[Dataset records]
'''
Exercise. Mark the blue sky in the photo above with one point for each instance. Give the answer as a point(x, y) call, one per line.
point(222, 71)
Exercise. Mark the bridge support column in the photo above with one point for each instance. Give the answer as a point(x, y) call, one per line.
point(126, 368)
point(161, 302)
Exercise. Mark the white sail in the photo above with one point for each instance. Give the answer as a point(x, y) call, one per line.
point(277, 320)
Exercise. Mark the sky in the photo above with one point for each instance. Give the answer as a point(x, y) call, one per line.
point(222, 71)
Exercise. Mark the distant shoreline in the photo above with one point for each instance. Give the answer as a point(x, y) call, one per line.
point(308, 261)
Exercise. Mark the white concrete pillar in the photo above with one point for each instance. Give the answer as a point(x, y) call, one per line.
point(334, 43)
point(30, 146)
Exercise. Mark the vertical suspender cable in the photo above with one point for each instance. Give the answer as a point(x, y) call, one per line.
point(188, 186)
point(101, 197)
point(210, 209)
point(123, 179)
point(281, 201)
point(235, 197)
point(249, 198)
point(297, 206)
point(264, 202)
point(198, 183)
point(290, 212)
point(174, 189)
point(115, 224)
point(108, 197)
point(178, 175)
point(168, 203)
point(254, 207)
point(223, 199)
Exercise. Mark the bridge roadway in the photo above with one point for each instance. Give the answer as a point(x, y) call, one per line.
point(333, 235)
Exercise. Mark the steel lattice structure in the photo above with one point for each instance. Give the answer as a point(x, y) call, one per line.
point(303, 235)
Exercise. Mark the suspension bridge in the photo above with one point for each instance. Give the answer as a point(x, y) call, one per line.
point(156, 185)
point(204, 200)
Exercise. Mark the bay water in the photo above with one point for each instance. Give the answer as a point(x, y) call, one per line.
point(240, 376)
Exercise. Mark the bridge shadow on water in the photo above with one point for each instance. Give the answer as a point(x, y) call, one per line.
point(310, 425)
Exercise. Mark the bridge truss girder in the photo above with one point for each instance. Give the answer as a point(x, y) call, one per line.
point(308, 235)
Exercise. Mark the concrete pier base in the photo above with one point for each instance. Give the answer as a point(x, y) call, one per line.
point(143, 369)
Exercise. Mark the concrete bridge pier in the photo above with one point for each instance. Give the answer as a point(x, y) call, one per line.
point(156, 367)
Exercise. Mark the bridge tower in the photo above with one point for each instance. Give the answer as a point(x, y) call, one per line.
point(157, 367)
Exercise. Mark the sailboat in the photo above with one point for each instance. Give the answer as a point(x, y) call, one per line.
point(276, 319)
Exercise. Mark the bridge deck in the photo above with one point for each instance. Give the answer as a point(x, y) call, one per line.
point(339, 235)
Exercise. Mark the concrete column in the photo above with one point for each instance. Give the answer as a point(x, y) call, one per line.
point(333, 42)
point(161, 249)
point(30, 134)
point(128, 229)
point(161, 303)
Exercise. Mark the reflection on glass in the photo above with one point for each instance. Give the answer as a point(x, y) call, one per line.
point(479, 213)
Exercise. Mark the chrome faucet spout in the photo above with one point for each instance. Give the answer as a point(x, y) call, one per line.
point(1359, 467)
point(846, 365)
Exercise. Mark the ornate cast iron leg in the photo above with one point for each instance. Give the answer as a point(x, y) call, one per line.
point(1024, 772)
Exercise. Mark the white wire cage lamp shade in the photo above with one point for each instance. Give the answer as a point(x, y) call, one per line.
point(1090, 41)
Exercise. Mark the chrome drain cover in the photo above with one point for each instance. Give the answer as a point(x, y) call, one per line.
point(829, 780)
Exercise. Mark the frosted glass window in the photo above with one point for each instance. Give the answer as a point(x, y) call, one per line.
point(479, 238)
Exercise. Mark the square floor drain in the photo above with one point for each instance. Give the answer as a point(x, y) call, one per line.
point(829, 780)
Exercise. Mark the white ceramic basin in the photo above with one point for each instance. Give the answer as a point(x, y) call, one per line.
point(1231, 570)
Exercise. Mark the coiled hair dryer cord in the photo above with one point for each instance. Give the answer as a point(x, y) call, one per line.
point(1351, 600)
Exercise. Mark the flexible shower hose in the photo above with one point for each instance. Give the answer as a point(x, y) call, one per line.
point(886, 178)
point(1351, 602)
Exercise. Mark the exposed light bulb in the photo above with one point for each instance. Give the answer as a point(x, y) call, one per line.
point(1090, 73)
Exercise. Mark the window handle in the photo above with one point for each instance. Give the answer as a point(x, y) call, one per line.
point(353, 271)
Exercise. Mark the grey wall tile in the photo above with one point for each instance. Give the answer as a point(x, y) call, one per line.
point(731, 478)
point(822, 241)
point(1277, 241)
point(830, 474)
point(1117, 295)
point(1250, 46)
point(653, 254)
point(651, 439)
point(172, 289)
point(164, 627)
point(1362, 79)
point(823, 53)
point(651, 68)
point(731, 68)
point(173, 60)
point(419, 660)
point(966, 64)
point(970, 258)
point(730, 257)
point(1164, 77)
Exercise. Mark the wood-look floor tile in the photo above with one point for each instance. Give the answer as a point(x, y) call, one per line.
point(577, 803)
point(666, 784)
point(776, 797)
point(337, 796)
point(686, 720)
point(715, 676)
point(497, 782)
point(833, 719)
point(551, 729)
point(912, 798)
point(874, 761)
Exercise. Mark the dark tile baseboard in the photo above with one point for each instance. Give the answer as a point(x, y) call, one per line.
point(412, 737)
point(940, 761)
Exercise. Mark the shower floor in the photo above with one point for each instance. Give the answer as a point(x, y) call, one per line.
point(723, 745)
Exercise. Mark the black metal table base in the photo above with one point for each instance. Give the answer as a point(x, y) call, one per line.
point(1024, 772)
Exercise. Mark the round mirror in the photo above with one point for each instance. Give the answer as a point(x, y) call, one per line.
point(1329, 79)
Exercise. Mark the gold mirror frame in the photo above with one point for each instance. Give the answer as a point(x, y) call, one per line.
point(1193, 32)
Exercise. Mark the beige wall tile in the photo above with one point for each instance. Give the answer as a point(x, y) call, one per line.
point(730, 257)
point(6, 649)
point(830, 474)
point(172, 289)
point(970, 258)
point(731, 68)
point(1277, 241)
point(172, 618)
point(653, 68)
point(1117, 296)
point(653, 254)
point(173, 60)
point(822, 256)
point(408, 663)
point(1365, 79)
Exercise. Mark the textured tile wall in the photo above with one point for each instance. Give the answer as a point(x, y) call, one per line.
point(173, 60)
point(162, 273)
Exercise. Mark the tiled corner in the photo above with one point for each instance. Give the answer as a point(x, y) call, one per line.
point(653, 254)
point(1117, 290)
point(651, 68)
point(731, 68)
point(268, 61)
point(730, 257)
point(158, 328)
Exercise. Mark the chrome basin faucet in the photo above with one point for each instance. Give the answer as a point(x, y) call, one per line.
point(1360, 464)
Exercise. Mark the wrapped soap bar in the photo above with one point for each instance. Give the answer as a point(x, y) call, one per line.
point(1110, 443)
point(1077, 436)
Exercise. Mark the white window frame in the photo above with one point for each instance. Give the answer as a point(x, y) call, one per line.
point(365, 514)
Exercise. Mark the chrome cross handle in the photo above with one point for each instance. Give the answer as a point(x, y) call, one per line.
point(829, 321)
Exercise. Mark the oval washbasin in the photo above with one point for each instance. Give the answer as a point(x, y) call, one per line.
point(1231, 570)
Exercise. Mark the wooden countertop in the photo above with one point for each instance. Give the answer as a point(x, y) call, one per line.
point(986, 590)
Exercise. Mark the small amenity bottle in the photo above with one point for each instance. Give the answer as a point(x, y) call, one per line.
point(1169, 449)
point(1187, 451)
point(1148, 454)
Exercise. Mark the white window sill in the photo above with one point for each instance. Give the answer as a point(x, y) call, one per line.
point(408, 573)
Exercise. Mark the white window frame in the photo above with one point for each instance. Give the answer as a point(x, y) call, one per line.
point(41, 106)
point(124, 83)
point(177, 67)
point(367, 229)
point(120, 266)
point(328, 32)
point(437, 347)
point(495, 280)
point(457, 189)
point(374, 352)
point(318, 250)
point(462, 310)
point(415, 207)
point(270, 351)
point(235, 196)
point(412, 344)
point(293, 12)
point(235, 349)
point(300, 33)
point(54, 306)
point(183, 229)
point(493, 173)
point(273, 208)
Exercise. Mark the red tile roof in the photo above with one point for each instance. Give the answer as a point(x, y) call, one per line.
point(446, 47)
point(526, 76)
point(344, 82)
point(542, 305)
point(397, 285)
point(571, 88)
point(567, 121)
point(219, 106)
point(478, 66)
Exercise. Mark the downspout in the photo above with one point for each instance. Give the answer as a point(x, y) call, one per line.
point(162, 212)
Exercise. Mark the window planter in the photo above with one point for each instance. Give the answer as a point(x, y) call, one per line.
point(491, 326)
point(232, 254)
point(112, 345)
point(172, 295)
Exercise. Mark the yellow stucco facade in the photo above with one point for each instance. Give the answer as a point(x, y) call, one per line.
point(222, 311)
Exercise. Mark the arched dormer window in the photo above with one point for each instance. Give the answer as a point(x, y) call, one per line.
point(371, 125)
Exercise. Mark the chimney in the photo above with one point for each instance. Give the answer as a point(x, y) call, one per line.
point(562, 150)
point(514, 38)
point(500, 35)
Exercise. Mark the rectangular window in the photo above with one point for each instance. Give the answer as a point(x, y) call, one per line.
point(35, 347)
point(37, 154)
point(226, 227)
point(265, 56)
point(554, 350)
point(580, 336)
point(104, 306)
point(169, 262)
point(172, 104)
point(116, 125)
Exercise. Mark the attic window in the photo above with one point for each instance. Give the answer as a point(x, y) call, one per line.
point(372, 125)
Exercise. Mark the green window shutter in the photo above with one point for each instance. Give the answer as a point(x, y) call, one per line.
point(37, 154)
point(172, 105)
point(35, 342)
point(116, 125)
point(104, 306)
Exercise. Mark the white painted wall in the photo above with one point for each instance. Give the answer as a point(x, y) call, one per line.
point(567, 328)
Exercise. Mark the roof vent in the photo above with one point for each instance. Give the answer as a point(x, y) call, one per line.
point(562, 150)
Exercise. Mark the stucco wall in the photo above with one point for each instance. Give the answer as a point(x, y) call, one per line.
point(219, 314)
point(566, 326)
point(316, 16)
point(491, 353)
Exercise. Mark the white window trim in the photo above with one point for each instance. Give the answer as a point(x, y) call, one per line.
'''
• **Prompt**
Rewrite the lines above as a numbered list, omitting any blank lines, beginning with the line containing "Exercise. Mark the white painted" and continuing through the final line of the records. Include only those lines.

• **Written answer**
1. Exercise. Mark the white painted wall in the photo above with one point for each instance. Give the answer as a point(x, y) call, one per line.
2. point(567, 328)
3. Exercise. Mark the roof vent in the photo above with one point for each instance. Give the answer as a point(x, y) call, one per line.
4. point(562, 150)
5. Exercise. Mark the stucco wall in the photo above with one point for each instance. Give the answer as a point(x, y) call, one per line.
6. point(219, 314)
7. point(566, 326)
8. point(316, 16)
9. point(491, 353)
10. Exercise. Mark the white window trim in the photo above with one point for each instance. Give the answer as a point(x, y) call, one per line.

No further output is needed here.